Reproduce exactly the lines beginning with the line that contains "tree in the photo above." and ending at the final line of the material below.

[Start The data]

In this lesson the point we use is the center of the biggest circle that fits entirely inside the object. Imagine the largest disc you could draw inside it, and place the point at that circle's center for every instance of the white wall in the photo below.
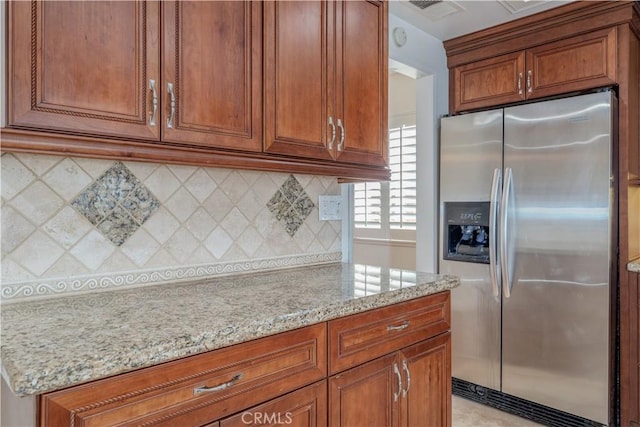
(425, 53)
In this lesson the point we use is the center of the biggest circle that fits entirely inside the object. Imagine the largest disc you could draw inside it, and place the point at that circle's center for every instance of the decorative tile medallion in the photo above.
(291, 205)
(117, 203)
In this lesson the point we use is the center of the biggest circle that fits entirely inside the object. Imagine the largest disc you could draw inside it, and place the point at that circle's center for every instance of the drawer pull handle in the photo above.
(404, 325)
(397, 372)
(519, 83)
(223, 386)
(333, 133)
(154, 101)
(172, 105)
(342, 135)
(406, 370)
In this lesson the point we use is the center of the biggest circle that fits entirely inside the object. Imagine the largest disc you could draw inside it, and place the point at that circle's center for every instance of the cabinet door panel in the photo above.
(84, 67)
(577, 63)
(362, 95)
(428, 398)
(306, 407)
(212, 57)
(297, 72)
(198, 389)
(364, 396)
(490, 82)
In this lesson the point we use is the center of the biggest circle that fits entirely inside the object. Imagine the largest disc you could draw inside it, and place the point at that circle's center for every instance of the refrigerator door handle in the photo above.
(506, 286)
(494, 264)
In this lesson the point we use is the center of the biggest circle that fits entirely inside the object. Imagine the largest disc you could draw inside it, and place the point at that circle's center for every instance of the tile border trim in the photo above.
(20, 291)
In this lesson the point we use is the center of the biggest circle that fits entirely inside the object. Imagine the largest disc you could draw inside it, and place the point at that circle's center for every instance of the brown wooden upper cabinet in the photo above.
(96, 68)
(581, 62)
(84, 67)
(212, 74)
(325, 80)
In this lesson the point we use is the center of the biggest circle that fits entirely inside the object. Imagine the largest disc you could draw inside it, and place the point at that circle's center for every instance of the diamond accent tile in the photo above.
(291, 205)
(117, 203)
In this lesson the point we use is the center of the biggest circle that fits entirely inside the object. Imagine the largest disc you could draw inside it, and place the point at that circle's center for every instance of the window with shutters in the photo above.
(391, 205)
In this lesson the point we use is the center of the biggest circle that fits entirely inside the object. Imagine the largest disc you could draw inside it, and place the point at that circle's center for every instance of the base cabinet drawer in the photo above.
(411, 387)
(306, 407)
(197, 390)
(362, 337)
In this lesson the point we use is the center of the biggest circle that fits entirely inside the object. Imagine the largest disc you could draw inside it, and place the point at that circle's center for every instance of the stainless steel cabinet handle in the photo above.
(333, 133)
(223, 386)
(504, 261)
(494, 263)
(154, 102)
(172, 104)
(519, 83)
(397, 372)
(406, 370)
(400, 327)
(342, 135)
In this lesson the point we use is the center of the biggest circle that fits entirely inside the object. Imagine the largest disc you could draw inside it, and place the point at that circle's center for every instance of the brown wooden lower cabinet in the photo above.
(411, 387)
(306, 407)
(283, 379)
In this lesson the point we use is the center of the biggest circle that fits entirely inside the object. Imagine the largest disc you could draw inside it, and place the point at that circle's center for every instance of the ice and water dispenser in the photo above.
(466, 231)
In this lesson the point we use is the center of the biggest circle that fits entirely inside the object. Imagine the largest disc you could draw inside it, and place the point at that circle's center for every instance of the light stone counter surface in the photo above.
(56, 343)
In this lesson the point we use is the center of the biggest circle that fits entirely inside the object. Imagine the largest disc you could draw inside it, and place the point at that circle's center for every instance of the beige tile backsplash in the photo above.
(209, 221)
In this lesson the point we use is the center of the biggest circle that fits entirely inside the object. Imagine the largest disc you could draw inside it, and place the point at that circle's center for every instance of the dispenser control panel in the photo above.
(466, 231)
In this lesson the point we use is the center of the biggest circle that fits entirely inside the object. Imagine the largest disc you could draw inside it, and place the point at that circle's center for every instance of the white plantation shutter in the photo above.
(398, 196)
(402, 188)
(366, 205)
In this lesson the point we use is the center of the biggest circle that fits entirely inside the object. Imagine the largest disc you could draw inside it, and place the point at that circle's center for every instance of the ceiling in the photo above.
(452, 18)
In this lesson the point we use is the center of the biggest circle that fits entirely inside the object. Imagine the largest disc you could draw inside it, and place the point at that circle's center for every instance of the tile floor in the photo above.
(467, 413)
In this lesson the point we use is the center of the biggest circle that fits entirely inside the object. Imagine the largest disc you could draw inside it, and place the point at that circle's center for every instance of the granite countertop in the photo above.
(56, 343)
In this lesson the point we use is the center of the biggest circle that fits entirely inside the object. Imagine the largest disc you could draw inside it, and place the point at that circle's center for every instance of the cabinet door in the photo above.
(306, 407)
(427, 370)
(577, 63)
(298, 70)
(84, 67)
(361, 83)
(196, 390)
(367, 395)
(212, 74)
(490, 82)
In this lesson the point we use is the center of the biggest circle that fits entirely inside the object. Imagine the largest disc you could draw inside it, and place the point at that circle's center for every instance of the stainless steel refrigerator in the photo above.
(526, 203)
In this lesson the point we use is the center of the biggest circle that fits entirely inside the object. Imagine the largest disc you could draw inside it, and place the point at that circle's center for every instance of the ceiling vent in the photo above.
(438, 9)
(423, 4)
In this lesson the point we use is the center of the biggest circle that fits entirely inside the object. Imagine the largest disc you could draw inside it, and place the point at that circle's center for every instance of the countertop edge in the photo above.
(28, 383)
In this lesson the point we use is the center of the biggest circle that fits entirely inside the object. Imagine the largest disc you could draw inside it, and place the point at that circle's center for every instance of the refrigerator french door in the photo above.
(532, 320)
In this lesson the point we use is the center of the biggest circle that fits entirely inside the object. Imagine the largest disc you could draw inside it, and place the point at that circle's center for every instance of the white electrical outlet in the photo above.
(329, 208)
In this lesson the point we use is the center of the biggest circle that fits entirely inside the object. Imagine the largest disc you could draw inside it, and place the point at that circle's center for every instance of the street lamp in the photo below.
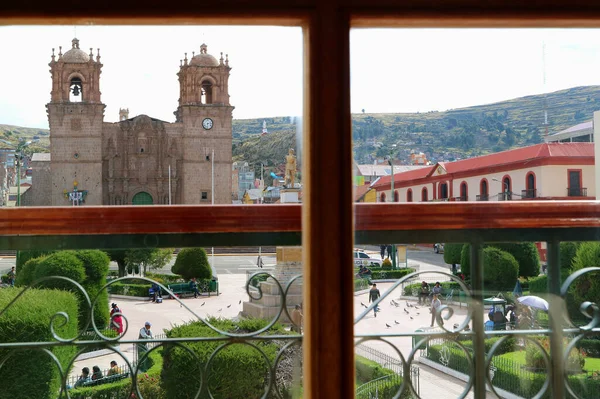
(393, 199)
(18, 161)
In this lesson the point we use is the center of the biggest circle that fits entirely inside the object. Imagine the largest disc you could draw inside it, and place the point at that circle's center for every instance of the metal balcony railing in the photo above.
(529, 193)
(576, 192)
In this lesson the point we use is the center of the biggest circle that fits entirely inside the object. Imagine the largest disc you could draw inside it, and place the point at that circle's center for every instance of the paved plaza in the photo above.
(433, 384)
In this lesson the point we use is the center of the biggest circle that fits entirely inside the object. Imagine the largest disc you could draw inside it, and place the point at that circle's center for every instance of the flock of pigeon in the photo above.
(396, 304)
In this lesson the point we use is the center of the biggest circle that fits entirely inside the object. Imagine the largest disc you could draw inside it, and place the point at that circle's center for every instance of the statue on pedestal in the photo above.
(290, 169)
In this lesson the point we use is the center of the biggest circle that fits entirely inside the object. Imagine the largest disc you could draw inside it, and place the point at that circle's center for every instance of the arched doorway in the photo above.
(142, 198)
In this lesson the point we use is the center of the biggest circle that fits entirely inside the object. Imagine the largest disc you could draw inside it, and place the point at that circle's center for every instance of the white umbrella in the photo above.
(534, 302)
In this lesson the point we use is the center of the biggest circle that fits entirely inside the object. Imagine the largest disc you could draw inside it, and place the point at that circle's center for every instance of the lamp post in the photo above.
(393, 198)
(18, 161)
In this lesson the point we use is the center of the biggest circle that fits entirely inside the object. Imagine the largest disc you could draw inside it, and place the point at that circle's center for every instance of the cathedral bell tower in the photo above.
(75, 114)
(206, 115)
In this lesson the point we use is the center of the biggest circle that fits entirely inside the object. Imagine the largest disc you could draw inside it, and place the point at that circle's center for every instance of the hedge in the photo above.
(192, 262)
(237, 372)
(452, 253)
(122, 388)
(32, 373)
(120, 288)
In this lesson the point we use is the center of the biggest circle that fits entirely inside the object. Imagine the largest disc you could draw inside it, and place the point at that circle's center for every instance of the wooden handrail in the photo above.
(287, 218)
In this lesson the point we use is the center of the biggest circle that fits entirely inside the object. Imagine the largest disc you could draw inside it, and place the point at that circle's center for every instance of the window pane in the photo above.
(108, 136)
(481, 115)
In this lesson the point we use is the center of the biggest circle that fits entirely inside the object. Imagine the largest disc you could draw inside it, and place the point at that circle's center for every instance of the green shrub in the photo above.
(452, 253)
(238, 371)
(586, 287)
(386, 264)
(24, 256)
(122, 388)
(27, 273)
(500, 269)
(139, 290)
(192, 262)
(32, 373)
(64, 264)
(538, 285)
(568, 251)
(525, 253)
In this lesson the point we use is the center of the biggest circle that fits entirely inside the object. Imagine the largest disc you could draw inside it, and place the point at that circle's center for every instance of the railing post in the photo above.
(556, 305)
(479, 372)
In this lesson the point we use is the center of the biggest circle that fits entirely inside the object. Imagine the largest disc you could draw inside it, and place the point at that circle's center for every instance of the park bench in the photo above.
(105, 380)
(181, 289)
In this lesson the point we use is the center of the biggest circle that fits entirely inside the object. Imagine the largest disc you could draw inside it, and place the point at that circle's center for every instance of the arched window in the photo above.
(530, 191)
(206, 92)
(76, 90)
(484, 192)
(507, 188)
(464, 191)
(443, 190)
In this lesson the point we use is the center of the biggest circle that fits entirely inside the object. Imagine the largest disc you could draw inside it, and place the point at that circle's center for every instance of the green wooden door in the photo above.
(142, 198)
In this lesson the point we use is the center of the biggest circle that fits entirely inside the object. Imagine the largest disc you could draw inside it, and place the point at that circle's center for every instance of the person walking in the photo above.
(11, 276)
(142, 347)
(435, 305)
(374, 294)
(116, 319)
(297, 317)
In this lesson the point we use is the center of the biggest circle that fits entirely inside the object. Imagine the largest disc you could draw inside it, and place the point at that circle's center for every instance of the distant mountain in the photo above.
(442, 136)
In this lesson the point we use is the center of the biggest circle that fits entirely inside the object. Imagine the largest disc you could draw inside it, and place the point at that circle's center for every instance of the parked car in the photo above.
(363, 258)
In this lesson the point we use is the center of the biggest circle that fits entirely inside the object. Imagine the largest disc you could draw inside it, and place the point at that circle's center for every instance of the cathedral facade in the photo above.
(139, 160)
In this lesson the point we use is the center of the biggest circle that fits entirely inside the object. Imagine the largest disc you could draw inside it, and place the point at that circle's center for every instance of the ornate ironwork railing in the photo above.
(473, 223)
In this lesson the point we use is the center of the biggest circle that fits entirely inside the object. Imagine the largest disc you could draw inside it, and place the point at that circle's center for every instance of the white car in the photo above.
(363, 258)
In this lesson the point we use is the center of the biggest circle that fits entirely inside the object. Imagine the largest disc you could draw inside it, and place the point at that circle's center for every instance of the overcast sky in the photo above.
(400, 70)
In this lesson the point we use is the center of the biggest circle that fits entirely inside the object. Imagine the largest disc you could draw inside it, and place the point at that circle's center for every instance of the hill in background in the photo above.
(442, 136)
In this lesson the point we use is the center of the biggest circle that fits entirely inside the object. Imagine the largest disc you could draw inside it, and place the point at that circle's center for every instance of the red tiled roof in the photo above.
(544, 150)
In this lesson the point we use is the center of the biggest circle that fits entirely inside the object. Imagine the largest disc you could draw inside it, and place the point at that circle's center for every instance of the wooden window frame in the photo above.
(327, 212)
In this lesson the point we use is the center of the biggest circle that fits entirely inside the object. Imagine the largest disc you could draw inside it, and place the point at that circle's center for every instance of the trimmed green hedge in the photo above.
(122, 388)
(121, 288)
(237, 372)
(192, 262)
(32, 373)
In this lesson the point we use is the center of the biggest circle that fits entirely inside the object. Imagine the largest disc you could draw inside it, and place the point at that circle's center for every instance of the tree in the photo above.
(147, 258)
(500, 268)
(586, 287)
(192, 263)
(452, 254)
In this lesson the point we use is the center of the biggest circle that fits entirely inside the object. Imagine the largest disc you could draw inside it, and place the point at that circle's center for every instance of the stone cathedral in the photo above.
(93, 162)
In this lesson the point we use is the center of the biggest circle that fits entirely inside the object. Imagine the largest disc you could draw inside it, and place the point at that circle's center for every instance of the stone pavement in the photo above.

[End The data]

● **Exercise answer**:
In this lesson the point we use is the center of the biggest circle that fits entirely inside the object. Imagine the largest disc you could draw inside it, and place the point at that circle's center for every instance of the tree in the photo above.
(147, 258)
(500, 268)
(586, 287)
(192, 263)
(452, 254)
In this lesson the point we use is the center of the biggest circle that fits entirely inside the object. Imagine the largest disc you could draw inside it, and place the point at that circle's center for every instance of the stone cathedral in the photo above.
(93, 162)
In this lesson the point we use is the center of the biggest circle that fits entirely inside the object. Imagine the largest disc you could draw inside it, and place the point at that circle's center for every instance of the stone pavement in the photo above.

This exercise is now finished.